=== Exercise instructions ===
Copy the woodcarving tools thread from "## Jonny22 (Oct" up to and including "(Jun 22, 2010)", substituting "a hardware store" for "Home Depot".

___ Text to read

Yep, it is the abrasive in the surface of the strop that does the job, not the strop itself.


----------



## Jonny22 (Oct 16, 2018)

I just picked up a knife kit from Home Depot. Came with 12 knives and they were good quality. Probably close to as good as the pros use though.


----------



## mpounders (Jun 22, 2010)

> I just picked up a knife kit from Home Depot. Came with 12 knives and they were good quality. Probably close to as good as the pros use though.
> 
> - Jonny22


I'm guessing by knife kit, you may mean a set of gouges with different shapes? I have seen various sets of "woodcarving chisels/gouges" at Home Depot (like Buck Brothers) but never any actual carving knives (primarily see just utility knives). Unfortunately, they are not that great and are definitely not anything close to what the "pros" use! Every now and then, a new carver will show up with some of these or some from Harbor Freight and I have often volunteered to help "fix" them. Most of these inexpensive sets ($12-$25 for 8-12 tools) come with bevels so steep that you can't cut wood even with a mallet. Eventually, if you spend enough time or pay someone, the bevel can be worked down to something useful for carving and they can be sharpened. But it can take me hours per tool to make them cut and they still remain cheap tools with plastic handles. I own several sets myself and their only useful purpose has been to improve my patience and as a challenge for my sharpening skills. You would be better served to buy one individual tool that is sharp (Pfeil, Drake, OCCT, Helvie) and have a tool that is useful for carving immediately. A lot of people quickly give up carving because of dull tools and poor wood; it can be discouraging when people make it look so easy in videos and it really is the tools; not you.


----------

______
___ Extracted entries

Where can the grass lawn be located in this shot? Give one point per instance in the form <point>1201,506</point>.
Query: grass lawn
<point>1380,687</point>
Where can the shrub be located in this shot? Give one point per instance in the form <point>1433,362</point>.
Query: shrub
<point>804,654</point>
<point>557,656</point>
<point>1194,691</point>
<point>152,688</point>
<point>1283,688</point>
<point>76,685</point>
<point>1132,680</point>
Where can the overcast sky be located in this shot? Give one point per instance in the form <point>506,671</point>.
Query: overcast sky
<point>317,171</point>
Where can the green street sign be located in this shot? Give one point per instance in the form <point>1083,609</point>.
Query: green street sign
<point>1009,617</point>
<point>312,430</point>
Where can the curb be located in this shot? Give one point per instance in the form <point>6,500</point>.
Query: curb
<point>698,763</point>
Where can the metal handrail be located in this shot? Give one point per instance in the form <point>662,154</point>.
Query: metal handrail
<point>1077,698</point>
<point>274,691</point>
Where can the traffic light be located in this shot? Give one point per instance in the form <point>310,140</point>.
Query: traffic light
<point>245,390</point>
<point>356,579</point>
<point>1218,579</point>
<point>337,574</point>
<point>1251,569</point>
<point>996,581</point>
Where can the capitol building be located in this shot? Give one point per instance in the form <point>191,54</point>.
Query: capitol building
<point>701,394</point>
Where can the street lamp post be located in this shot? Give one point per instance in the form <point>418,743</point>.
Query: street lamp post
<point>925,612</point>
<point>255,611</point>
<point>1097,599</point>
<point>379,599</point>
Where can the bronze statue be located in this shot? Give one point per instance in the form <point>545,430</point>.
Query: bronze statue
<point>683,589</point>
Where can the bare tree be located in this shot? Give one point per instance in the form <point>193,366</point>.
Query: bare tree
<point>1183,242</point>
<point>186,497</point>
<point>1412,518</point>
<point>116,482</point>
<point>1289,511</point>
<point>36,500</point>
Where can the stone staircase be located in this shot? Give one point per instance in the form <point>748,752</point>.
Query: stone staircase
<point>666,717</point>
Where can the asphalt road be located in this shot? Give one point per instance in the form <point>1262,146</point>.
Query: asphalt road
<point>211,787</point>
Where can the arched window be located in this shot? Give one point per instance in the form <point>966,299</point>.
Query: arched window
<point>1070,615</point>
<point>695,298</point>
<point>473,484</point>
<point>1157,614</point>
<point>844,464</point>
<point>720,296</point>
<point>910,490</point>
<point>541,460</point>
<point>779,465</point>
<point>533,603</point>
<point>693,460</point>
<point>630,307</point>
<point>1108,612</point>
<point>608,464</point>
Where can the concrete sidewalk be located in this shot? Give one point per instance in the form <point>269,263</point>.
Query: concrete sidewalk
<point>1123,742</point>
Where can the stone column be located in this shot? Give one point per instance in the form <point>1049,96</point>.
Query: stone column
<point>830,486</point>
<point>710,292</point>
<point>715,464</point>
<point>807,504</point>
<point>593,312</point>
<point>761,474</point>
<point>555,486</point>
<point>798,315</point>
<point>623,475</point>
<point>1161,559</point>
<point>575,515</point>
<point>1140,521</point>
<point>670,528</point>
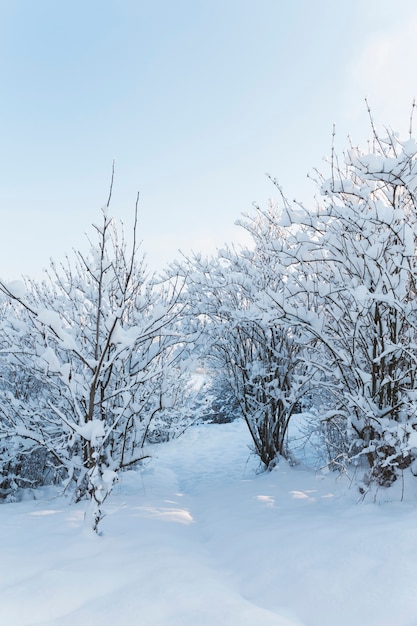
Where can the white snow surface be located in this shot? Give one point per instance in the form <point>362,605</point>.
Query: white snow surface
<point>199,538</point>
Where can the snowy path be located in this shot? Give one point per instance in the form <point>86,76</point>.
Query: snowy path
<point>200,540</point>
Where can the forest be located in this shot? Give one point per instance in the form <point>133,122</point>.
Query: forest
<point>316,317</point>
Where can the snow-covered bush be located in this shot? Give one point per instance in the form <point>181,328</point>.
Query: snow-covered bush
<point>353,261</point>
<point>97,342</point>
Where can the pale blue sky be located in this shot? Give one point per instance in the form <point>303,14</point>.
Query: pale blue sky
<point>194,99</point>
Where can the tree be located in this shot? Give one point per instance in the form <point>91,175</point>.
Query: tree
<point>262,361</point>
<point>99,343</point>
<point>353,262</point>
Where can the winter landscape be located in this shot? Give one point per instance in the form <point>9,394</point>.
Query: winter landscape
<point>199,428</point>
<point>199,537</point>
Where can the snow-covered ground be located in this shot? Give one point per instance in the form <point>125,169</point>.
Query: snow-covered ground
<point>200,539</point>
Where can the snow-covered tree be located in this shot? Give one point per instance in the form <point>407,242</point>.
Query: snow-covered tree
<point>97,343</point>
<point>351,268</point>
<point>261,362</point>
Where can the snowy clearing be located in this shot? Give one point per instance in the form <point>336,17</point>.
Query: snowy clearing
<point>200,539</point>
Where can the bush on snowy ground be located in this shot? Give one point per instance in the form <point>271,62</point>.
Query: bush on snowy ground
<point>99,343</point>
<point>351,284</point>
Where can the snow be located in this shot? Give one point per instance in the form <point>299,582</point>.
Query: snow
<point>200,538</point>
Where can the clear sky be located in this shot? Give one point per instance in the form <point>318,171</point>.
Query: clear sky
<point>194,99</point>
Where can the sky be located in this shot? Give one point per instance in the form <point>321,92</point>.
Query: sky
<point>194,100</point>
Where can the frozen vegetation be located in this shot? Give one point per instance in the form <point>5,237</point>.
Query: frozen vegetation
<point>129,404</point>
<point>198,537</point>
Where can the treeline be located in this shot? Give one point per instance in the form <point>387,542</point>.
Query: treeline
<point>318,313</point>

______

=== Finished answer ===
## Jonny22 (Oct 16, 2018)

I just picked up a knife kit from a hardware store. Came with 12 knives and they were good quality. Probably close to as good as the pros use though.


----------



## mpounders (Jun 22, 2010)